Count how many lines in the rows below contain the word "tree", where upper and lower case must match, and reply with only that number.

-----

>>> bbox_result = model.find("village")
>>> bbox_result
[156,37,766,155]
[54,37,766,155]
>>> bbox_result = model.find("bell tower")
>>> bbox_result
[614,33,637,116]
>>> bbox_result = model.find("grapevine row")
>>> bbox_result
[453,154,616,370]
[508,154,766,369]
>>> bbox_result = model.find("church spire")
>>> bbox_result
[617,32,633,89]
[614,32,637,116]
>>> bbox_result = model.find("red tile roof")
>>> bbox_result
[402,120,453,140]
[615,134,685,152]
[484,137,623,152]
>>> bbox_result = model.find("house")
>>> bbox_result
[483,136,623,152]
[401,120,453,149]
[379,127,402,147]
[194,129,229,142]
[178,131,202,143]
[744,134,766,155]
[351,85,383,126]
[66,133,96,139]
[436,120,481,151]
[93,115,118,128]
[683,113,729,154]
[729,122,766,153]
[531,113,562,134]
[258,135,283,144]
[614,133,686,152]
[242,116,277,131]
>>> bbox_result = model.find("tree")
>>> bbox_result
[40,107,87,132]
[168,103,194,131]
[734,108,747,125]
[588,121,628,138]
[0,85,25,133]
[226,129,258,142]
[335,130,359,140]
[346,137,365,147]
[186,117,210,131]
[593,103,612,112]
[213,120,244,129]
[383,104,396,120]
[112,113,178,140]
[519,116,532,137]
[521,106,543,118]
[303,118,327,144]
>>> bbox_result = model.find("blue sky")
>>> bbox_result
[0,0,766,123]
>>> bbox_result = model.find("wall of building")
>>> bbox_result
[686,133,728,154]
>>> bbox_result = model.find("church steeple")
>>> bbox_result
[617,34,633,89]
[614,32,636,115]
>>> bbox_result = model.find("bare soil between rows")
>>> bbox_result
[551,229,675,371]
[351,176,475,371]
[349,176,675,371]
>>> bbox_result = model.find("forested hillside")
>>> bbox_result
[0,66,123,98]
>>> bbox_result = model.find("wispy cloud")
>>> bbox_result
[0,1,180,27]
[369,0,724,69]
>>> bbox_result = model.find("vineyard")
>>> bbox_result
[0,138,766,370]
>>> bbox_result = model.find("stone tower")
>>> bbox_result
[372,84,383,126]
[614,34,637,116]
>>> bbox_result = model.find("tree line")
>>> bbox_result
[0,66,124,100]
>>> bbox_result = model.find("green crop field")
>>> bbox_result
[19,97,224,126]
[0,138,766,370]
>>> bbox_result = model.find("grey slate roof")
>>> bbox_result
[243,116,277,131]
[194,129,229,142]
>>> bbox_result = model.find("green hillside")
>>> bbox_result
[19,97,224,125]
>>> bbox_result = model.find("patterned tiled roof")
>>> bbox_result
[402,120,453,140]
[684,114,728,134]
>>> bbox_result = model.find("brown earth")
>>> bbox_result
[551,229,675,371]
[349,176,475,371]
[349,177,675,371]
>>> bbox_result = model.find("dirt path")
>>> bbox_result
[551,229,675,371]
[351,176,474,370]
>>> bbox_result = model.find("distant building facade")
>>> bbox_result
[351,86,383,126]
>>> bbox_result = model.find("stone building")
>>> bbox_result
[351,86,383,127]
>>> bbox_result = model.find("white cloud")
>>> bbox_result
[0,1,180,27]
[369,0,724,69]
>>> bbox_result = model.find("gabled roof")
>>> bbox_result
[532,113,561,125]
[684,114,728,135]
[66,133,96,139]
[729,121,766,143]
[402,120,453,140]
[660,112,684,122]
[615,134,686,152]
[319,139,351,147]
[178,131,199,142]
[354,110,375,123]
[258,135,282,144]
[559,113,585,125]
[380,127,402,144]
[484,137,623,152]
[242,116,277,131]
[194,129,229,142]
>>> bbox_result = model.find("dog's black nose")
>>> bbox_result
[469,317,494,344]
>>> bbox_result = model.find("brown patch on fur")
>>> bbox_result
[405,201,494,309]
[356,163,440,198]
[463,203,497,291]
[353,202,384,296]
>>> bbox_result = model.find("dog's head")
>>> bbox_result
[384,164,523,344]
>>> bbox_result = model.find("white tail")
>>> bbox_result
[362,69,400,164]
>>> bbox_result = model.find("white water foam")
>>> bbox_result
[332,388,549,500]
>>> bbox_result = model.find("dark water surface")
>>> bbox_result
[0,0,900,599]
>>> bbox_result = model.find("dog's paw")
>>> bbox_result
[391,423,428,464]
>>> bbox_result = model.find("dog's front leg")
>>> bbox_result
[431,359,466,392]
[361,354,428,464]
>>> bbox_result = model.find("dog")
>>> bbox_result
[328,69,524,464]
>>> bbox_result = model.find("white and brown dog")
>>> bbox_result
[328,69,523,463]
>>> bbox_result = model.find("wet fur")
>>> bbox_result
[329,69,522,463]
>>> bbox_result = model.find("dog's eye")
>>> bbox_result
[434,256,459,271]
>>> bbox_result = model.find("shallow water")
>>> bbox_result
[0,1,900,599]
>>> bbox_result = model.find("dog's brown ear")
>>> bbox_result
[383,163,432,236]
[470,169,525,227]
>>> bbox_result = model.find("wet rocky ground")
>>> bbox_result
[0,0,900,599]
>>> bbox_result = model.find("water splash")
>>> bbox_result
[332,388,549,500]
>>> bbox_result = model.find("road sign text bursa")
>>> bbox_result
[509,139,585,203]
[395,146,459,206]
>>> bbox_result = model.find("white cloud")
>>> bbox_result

-----

(Exercise response): 2